» Exercise: Retype the records, unchanged, from the line containing "the angel's outstretched" through the end of the records.

» Task data:
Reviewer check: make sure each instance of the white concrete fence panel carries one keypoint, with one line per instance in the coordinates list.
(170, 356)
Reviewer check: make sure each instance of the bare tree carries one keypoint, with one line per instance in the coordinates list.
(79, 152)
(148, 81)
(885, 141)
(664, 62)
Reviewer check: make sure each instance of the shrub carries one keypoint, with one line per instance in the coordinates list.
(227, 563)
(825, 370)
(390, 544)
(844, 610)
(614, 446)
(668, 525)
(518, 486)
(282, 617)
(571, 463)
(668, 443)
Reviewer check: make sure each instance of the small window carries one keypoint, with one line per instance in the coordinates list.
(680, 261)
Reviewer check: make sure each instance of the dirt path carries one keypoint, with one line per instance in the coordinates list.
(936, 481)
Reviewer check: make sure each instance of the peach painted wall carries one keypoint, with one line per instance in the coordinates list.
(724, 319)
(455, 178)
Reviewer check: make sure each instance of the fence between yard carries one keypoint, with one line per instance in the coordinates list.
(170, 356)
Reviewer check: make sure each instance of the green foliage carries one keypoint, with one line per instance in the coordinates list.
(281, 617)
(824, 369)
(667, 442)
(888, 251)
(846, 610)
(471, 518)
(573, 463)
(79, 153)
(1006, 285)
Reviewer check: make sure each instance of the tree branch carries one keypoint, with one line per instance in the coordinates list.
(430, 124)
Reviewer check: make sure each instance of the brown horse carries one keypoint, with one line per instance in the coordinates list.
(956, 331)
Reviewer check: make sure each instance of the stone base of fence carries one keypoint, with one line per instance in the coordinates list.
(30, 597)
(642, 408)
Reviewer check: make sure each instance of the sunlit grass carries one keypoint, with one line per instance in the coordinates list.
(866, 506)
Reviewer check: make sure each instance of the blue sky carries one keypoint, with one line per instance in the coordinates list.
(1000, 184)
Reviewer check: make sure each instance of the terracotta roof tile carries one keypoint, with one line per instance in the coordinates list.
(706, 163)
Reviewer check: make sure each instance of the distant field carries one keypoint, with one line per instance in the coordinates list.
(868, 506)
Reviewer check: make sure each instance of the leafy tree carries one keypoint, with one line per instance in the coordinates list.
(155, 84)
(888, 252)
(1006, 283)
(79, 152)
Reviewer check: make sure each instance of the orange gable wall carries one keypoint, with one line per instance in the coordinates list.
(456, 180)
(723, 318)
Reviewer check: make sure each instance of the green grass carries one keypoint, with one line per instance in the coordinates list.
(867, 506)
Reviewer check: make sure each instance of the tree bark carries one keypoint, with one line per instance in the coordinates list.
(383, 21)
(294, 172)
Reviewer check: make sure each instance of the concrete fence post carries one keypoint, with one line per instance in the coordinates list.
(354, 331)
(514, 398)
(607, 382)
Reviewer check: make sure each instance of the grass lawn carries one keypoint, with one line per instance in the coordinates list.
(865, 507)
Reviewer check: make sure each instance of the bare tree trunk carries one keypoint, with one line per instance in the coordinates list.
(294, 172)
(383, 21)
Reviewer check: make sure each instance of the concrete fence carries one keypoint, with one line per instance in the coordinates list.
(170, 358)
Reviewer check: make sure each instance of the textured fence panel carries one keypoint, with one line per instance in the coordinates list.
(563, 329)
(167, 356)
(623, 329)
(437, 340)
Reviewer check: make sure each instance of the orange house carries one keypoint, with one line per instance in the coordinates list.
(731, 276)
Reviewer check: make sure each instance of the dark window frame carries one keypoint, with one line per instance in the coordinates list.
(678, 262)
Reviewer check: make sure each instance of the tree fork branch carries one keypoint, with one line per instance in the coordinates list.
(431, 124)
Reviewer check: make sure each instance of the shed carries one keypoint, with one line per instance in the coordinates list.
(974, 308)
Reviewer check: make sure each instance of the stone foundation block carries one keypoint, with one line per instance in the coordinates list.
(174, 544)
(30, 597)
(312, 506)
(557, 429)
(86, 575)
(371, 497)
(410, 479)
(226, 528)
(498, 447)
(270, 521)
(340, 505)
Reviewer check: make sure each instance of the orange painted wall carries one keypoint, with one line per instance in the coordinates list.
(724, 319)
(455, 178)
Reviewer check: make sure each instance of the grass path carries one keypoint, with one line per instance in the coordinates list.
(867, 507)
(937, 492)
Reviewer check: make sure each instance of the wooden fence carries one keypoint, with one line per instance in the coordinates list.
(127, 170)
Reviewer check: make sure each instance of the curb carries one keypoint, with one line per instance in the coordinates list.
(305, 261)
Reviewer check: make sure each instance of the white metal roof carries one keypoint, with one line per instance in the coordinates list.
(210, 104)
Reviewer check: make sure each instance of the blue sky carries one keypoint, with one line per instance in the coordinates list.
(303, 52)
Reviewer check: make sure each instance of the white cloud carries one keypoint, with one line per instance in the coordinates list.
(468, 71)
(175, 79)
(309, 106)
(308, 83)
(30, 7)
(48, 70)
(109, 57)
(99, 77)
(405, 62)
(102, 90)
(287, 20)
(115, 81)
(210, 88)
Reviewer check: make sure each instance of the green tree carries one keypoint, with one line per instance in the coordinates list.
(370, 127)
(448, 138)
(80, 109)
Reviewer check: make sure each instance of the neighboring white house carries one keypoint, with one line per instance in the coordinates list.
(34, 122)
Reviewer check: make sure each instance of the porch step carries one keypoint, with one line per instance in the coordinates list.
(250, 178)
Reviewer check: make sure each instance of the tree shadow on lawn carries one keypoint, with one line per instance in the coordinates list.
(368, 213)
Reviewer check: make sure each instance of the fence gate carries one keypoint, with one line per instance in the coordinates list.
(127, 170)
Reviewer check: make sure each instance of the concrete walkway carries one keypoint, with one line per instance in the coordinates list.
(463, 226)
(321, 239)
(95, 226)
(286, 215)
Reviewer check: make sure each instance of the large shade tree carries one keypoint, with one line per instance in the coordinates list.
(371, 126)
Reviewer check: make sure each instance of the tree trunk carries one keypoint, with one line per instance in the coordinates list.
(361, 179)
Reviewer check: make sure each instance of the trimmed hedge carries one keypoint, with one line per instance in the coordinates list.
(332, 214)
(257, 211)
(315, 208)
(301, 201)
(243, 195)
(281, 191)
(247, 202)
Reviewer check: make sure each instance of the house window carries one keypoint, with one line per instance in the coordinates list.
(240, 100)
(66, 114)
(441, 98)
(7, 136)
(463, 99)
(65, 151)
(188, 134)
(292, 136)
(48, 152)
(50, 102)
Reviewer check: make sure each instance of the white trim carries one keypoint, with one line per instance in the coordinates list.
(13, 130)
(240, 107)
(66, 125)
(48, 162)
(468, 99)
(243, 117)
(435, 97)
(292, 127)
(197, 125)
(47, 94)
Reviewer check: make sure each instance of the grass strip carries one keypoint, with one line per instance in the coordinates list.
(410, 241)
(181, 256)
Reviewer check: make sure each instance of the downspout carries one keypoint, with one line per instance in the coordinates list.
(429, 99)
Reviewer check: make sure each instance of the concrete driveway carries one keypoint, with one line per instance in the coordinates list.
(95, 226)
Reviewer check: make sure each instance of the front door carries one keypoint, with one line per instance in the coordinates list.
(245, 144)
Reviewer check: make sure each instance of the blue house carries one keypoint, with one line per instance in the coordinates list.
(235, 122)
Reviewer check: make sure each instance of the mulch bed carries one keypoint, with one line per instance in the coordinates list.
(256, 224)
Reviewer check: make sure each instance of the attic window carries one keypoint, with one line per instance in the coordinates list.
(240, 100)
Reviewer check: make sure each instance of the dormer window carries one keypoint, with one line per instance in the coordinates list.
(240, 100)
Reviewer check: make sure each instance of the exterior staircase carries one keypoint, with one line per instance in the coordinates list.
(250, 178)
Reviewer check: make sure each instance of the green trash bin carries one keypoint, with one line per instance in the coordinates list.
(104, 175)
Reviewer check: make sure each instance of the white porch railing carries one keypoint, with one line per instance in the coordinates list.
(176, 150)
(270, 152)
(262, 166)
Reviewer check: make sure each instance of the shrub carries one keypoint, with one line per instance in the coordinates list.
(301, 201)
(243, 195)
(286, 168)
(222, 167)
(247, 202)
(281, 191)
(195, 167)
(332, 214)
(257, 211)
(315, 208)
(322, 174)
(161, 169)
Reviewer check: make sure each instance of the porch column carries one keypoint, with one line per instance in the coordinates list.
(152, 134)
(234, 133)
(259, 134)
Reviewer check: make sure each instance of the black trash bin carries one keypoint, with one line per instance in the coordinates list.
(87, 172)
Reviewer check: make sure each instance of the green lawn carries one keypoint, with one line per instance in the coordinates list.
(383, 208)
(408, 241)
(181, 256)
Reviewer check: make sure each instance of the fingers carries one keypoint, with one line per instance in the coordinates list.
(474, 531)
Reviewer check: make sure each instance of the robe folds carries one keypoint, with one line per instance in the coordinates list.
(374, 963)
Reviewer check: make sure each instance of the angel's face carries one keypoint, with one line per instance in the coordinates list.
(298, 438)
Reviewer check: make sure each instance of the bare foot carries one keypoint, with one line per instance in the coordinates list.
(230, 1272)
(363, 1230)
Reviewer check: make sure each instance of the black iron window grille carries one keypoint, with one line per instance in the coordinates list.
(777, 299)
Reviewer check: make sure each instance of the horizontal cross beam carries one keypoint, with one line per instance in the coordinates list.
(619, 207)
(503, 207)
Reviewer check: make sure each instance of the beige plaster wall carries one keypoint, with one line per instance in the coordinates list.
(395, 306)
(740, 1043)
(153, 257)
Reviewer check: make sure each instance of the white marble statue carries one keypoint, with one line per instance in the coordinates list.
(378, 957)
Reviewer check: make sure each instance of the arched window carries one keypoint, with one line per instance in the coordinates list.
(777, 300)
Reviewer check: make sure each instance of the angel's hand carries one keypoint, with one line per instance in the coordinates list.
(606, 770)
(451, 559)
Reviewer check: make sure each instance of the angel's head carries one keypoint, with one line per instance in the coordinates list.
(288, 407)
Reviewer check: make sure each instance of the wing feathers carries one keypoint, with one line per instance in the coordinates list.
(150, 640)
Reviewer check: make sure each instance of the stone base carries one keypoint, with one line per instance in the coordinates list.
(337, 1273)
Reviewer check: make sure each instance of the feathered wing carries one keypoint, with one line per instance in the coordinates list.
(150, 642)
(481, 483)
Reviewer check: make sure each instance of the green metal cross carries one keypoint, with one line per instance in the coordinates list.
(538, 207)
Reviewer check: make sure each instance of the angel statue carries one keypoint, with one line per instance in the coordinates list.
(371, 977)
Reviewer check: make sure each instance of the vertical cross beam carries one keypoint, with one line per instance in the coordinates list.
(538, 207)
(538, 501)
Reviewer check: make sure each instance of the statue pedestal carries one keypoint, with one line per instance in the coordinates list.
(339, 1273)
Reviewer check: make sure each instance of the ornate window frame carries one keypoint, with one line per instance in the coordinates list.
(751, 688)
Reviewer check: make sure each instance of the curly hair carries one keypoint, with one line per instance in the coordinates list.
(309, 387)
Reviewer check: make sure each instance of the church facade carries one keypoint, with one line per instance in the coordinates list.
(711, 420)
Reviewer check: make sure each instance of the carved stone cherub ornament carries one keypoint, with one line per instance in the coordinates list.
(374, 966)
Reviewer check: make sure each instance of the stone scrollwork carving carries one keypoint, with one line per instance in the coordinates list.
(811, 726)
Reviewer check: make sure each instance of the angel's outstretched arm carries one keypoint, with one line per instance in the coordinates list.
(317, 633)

» Solved problem:
Reviewer check: make sure each instance of the angel's outstretched arm carries one keypoint, with one line per instance in the coordinates list.
(317, 633)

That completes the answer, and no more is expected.